▸ WHAT THE EXERCISE ASKS: Please copy out the entries below exactly, beginning with the line that contains "Where can the cracked" and ending with the line that contains "Where can the eyebrow", and include nothing outside that span.

▸ SOURCE INFORMATION:
_____
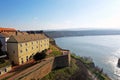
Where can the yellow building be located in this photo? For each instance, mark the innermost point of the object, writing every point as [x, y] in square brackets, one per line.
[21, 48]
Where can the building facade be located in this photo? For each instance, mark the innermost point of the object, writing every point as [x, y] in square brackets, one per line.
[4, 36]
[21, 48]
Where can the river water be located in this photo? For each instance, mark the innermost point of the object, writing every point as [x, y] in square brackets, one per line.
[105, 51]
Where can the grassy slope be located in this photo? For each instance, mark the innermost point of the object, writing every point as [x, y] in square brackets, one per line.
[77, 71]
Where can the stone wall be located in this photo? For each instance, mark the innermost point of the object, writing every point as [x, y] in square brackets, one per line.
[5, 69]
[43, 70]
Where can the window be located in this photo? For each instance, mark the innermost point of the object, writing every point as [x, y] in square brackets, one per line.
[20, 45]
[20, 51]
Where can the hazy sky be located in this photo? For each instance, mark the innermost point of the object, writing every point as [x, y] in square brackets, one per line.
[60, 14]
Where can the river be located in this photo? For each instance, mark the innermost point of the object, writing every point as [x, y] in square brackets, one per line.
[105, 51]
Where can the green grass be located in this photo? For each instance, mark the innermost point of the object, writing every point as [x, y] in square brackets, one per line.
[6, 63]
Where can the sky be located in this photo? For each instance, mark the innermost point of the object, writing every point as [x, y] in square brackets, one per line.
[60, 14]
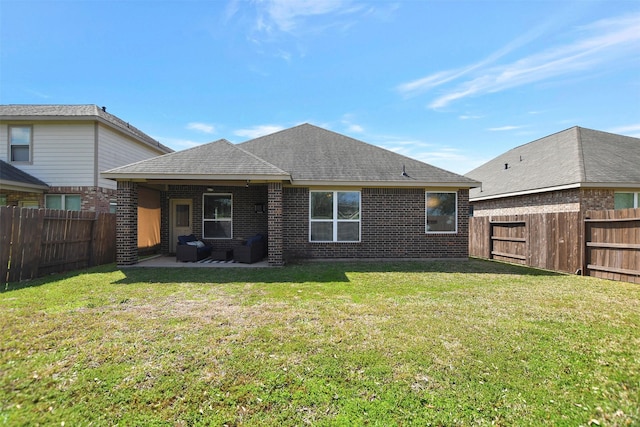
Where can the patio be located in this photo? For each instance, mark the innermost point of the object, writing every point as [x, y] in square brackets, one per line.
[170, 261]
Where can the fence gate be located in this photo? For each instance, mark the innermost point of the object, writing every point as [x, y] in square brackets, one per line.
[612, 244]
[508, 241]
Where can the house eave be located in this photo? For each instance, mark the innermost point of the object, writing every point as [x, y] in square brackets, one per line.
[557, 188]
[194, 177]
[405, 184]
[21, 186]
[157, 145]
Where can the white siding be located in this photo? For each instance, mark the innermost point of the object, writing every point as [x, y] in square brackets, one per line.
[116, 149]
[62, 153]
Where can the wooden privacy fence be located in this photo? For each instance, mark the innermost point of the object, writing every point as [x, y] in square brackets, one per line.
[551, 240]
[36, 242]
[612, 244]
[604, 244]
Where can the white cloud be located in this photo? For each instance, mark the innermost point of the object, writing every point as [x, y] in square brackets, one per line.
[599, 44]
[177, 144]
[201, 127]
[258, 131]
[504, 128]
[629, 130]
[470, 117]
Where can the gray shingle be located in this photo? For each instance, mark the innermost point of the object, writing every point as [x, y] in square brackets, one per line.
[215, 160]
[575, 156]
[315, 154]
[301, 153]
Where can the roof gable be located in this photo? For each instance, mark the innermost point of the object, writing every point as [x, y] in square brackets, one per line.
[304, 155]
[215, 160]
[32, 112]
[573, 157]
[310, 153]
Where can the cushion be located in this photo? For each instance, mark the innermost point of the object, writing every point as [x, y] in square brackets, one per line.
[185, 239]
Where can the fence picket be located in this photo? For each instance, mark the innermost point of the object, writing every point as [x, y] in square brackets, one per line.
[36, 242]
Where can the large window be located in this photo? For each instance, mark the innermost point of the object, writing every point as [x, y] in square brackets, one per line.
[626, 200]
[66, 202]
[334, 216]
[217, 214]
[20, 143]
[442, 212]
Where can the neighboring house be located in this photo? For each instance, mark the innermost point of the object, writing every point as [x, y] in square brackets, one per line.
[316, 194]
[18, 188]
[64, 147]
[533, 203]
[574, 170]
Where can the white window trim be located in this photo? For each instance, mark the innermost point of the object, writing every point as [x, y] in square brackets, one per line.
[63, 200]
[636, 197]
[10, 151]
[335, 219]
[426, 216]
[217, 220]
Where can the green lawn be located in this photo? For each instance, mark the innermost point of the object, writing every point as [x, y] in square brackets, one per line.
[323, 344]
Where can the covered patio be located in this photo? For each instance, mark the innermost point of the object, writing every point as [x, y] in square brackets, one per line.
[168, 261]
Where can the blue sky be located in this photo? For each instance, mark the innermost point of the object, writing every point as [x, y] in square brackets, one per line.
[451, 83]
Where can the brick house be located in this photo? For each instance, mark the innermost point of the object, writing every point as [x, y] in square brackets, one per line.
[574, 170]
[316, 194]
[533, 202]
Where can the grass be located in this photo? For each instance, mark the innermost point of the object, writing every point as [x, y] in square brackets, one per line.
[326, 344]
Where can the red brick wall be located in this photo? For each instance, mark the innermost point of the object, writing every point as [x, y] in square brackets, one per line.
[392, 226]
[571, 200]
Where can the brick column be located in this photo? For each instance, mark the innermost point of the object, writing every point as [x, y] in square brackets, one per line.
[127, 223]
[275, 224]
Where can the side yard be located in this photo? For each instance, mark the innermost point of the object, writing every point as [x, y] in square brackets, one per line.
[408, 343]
_____
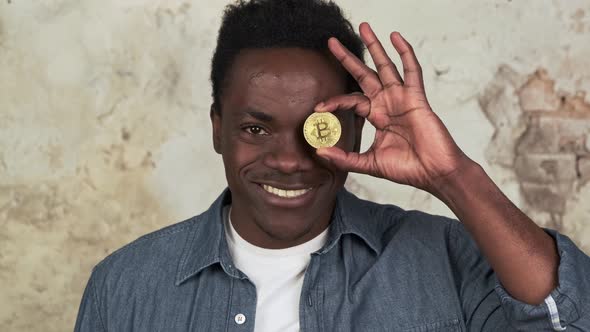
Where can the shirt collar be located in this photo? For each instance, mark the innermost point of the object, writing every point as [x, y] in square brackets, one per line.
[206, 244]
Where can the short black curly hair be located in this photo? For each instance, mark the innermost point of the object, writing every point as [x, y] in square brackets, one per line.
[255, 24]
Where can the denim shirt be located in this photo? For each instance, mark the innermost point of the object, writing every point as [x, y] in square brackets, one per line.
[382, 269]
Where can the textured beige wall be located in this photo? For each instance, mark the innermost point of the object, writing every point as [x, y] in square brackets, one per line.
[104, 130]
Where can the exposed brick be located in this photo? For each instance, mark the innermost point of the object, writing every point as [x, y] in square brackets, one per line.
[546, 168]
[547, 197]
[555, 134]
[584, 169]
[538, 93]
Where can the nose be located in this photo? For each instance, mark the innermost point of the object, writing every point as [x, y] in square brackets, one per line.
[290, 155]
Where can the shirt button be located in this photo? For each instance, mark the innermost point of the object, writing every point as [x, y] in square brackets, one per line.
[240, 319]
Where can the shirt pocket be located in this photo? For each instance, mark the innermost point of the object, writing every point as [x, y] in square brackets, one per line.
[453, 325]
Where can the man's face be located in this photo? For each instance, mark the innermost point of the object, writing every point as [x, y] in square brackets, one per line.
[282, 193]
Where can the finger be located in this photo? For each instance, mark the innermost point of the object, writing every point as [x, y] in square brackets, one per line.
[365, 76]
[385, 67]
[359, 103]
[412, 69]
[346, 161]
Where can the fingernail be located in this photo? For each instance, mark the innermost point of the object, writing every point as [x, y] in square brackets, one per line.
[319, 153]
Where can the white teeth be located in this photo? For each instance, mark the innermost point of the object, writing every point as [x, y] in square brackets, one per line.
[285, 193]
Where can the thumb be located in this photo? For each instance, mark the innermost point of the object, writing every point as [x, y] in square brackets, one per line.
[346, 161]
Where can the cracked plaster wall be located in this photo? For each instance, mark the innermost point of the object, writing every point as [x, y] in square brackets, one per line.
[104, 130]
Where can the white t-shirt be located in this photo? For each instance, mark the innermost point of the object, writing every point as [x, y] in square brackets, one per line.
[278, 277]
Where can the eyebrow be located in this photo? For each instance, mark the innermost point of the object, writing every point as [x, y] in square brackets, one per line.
_____
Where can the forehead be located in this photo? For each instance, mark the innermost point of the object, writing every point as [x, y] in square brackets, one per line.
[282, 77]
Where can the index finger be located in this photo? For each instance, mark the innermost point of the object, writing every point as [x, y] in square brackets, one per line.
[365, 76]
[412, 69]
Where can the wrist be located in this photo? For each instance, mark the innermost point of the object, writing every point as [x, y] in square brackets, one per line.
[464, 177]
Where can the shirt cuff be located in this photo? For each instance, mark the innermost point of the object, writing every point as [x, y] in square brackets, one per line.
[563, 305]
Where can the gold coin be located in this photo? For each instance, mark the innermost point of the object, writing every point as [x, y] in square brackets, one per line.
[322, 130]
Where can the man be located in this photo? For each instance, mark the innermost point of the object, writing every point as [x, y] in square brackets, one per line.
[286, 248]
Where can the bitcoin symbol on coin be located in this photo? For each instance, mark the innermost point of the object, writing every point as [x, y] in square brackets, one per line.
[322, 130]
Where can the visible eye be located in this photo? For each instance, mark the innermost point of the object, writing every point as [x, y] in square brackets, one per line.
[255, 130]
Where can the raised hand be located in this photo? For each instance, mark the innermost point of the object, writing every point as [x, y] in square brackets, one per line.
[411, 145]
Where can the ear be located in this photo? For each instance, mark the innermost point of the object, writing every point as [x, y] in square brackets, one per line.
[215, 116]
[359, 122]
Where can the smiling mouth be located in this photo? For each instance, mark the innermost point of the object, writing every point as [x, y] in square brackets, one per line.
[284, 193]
_____
▸ OUTPUT:
Where can the cracked plaster wall be located in this photo? For each instance, mark the innermost point of the object, writing every point as [x, y] in square brackets, one per line.
[104, 130]
Where can the white t-shirt be located in this photo? For each instance, mark the innermost point of the object, writing every point as [x, y] in square brackets, one per line.
[278, 277]
Where can the eyebrow be located in this photo? For each instance, mark the innermost point of the object, writing every point as [x, y] in square brackets, one per line.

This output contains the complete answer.